### Soal Latihan a
Jawablah pertanyaan berikut berdasarkan teks tentang asal usul alam semesta di bawah, dengan menandai tiap jawaban seperti pertanyaannya.
(i) Menurut survei Pew Research Center tahun 2009, berapa persen ilmuwan yang disurvei percaya pada suatu bentuk dewa atau kekuatan yang lebih tinggi?
(ii) Menurut teori Big Bang, berapa tahun yang lalu Big Bang terjadi?
(iii) Pada bulan dan tahun berapa Paus Pius XII menyatakan bahwa teori Big Bang konsisten dengan konsep kreasionisme Katolik?

### Kutipan Teks
* * * * *

(Minghui.org) Dari mana manusia berasal? Bagaimana alam semesta terbentuk? Pertanyaan-pertanyaan ini telah membingungkan umat manusia selama berabad-abad. Legenda Tiongkok kuno mengatakan Pan Gu menciptakan dunia ini sementara Nuwa menciptakan manusia. Alkitab berkata bahwa Yahwe menciptakan dunia dan manusia. Di berbagai budaya, ada kesamaan tema bahwa umat manusia diciptakan oleh dewa.
Banyak orang saat ini, termasuk para ilmuwan, telah menyadari bahwa dunia kita melampaui apa yang dapat dijelaskan oleh sains modern. Sebuah survei oleh Pew Research Center pada tahun 2009 menunjukkan bahwa 95% orang Amerika (masyarakat umum) percaya pada suatu bentuk dewa atau kekuatan yang lebih tinggi, dan di antara para ilmuwan yang disurvei, persentasenya adalah 51%.
Dalam artikel ini kami mengeksplorasi beberapa penemuan ilmiah tentang asal usul alam semesta dan alam baka.
Reinkarnasi Alam Semesta
Pada paruh pertama abad lalu, banyak ilmuwan mengusulkan "Teori Big Bang" untuk menjelaskan asal usul alam semesta. Mereka termasuk astronom dan kosmolog Belgia Georges Lemaître, fisikawan Soviet Alexander Friedman, astronom Amerika Edwin Hubble, fisikawan Amerika George Gamow, dan lain-lain. Menurut teori Big Bang, alam semesta terbentuk dari singularitas padat dan panas yang mengembang setelah Big Bang 13,7 miliar tahun lalu. Teori Big Bang masih merupakan model asal mula alam semesta yang paling banyak diterima dalam komunitas ilmiah, dan kerangka kerjanya didasarkan pada teori relativitas umum Einstein.
Sampai taraf tertentu, Teori Big Bang konsisten dengan gagasan bahwa alam semesta diciptakan oleh suatu kekuatan yang lebih tinggi. Faktanya, Lemaitre adalah kepala Pontifical Academy of Sciences (Akademi Ilmu Pengetahuan Kepausan) di Vatikan. Paus Pius XII juga mengklaim di Pontifical Scientific Society pada November 1951 bahwa teori Big Bang konsisten dengan konsep kreasionisme Katolik.

* * * * *

### Data Tersaji
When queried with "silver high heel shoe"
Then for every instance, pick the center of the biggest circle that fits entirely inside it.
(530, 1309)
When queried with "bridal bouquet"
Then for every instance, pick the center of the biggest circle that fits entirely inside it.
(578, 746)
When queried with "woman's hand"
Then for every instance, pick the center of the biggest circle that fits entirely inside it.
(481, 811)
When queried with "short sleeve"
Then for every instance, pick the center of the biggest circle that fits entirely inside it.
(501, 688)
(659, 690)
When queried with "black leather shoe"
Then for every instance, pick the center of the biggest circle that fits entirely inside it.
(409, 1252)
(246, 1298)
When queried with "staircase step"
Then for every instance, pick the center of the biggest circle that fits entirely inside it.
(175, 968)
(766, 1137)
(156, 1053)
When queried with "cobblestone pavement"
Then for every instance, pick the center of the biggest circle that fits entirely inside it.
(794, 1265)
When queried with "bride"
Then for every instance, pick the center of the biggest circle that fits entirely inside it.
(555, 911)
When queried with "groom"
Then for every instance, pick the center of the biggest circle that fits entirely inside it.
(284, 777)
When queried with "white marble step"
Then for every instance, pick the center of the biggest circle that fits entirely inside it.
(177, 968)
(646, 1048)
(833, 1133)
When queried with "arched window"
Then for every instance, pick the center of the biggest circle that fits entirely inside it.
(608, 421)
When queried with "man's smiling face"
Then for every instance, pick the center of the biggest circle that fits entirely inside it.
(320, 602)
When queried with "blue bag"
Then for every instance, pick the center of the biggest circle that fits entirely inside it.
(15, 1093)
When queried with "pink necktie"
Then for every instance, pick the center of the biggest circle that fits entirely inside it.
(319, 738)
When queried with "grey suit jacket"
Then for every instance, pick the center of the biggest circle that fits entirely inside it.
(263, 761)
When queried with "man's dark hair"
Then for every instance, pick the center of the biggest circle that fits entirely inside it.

* * * * *

### Soal Latihan b
Tampilkan setiap baris dari entri di atas yang memuat string "step", dengan membedakan huruf besar dan huruf kecil.

### Jawaban Benar a
(i) 51%
(ii) 13,7 miliar tahun lalu
(iii) November 1951

### Jawaban Benar b
When queried with "staircase step"
When queried with "white marble step"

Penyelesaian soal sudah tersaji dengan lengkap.